La conferma di Francesco Acquaroli come governatore delle Marche segna un importante trionfo per il centrodestra, che ha superato il candidato di centrosinistra, Matteo Ricci, con un margine significativo. Questo risultato rappresenta un successo per Giorgia Meloni, che ha investito notevoli risorse nella rielezione del presidente uscente. La vittoria non solo rafforza la leadership di Fratelli d’Italia a livello locale, ma evidenzia anche le difficoltà del Partito Democratico, la cui strategia sotto la guida di Elly Schlein è ora messa in discussione.



Dopo la chiusura delle urne, Elly Schlein ha rilasciato una nota caratterizzata da un tono di fair play, congratulandosi con Acquaroli e sottolineando l’impegno del suo partito: «Il nostro impegno unitario con la coalizione progressista al fianco dei nostri candidati continua con grande determinazione». Tuttavia, i dati elettorali raccontano una storia diversa. Fratelli d’Italia è diventato il primo partito della regione, superando il 27%, mentre il Partito Democratico si attesta attorno al 22%. Questo segna un arretramento significativo rispetto alle elezioni politiche e alle precedenti regionali, perdendo così il controllo su una regione storicamente considerata una roccaforte.

Il cosiddetto “campo largo” della sinistra ha totalizzato solo il 44%, ben al di sotto del 53% ottenuto dalla coalizione di centrodestra. Inoltre, l’affluenza è crollata al 50%, un dato che evidenzia un’ulteriore difficoltà per l’opposizione. La situazione non è solo numerica; la campagna elettorale ha rivelato contraddizioni interne al Partito Democratico, come il supporto tardivo e ambivalente di Giuseppe Conte a Ricci. Inizialmente criticato per le sue inchieste giudiziarie, Conte ha poi deciso di sostenere il candidato per disciplina di alleanza.

> _Consegne dell'esercizio_:
[a] Estragga dal brano sulle elezioni nelle Marche il passo che va da «Dopo la chiusura» fino a «considerata una roccaforte.» compreso.
[b] Secondo il brano sulle elezioni nelle Marche, quale percentuale ha ottenuto la coalizione di centrodestra?

> _Informazioni mostrate_:
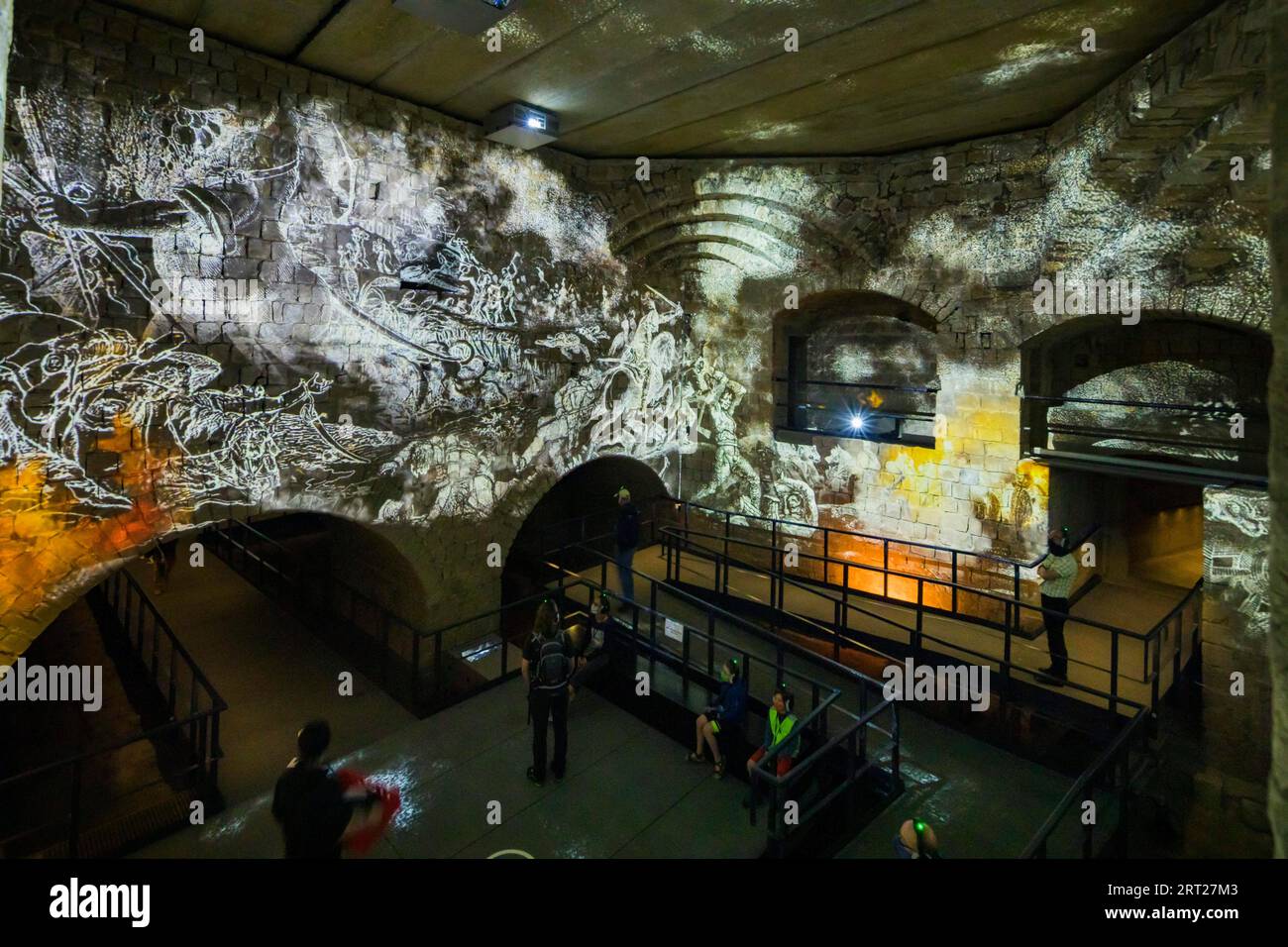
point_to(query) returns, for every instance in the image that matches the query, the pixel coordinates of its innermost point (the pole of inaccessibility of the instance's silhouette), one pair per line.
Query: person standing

> _Risultati per consegna_:
[a]
Dopo la chiusura delle urne, Elly Schlein ha rilasciato una nota caratterizzata da un tono di fair play, congratulandosi con Acquaroli e sottolineando l’impegno del suo partito: «Il nostro impegno unitario con la coalizione progressista al fianco dei nostri candidati continua con grande determinazione». Tuttavia, i dati elettorali raccontano una storia diversa. Fratelli d’Italia è diventato il primo partito della regione, superando il 27%, mentre il Partito Democratico si attesta attorno al 22%. Questo segna un arretramento significativo rispetto alle elezioni politiche e alle precedenti regionali, perdendo così il controllo su una regione storicamente considerata una roccaforte.

[b] Il 53%.